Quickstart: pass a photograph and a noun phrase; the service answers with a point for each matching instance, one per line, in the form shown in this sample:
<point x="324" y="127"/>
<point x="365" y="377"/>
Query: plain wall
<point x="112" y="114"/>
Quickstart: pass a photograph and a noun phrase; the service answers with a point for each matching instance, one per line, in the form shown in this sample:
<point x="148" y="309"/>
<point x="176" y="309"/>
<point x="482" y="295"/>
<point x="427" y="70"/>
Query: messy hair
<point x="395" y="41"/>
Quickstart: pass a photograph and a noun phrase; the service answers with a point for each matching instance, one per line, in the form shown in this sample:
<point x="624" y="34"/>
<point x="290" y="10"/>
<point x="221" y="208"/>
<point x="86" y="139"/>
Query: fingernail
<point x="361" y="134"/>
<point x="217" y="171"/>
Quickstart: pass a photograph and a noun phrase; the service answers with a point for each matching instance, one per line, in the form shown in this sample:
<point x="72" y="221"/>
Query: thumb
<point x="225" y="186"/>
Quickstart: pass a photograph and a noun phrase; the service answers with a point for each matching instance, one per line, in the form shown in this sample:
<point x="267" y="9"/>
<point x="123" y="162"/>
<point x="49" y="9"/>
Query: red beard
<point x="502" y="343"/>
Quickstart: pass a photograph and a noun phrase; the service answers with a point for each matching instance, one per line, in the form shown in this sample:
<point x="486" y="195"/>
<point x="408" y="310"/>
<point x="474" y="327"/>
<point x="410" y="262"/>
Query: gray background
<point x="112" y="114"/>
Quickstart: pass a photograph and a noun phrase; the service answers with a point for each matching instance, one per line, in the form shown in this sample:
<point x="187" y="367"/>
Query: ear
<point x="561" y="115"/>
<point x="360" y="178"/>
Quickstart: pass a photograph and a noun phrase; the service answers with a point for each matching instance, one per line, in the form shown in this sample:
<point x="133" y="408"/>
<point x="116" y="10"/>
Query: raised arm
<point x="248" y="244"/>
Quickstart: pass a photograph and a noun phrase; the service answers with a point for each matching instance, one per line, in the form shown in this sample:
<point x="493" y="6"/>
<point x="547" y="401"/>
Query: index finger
·····
● **PROBLEM TO SOLVE**
Set down all of the records shown above once more, exactly.

● **TASK SOLUTION**
Quickstart: pass a photograph and a noun phrase; the service answers with a point for each matching instance, one per line, in the form shown in this sample:
<point x="324" y="127"/>
<point x="365" y="377"/>
Query: plain wall
<point x="112" y="114"/>
Quickstart: pass a photograph and a noun phrase; the service answers with a point for each matching instance, one per line, in the form shown in this sample:
<point x="148" y="309"/>
<point x="176" y="309"/>
<point x="482" y="295"/>
<point x="427" y="70"/>
Query: messy hair
<point x="395" y="41"/>
Quickstart: pass a photograph and a noun phrase; the service answers with a point for each matching instance, one per line, in the form shown in this sample:
<point x="624" y="34"/>
<point x="290" y="10"/>
<point x="221" y="208"/>
<point x="86" y="139"/>
Query: fingernail
<point x="361" y="134"/>
<point x="217" y="171"/>
Quickstart: pass a photograph and a noun phrase; the service answers with a point for each matching instance, one per line, in the form shown in this sample:
<point x="72" y="221"/>
Query: thumb
<point x="225" y="186"/>
Quickstart: pass a photograph and a noun phrase; the service answers with a point for each matching instance, one per line, in the form shown in this sample:
<point x="267" y="9"/>
<point x="123" y="162"/>
<point x="49" y="9"/>
Query: red beard
<point x="502" y="343"/>
Quickstart: pass a photograph and a noun phrase; the service answers with a point for each matching instance, one per line, in the form shown in this sample:
<point x="486" y="195"/>
<point x="408" y="310"/>
<point x="474" y="327"/>
<point x="410" y="262"/>
Query: gray background
<point x="112" y="114"/>
Quickstart: pass a photograph and a noun phrase; the service answers with a point for each matching instance, one per line, in the form shown in this sample:
<point x="187" y="367"/>
Query: ear
<point x="561" y="115"/>
<point x="360" y="178"/>
Quickstart: pass a photograph and a noun phrase; the service answers with a point for each matching instance, one per line, in the form shown in this sample:
<point x="133" y="408"/>
<point x="116" y="10"/>
Query: raised arm
<point x="248" y="244"/>
Quickstart: pass a photograph and a noun phrase; the service answers with a point for each matching instance, one per line, in the form shown in this sample:
<point x="493" y="6"/>
<point x="547" y="401"/>
Query: index finger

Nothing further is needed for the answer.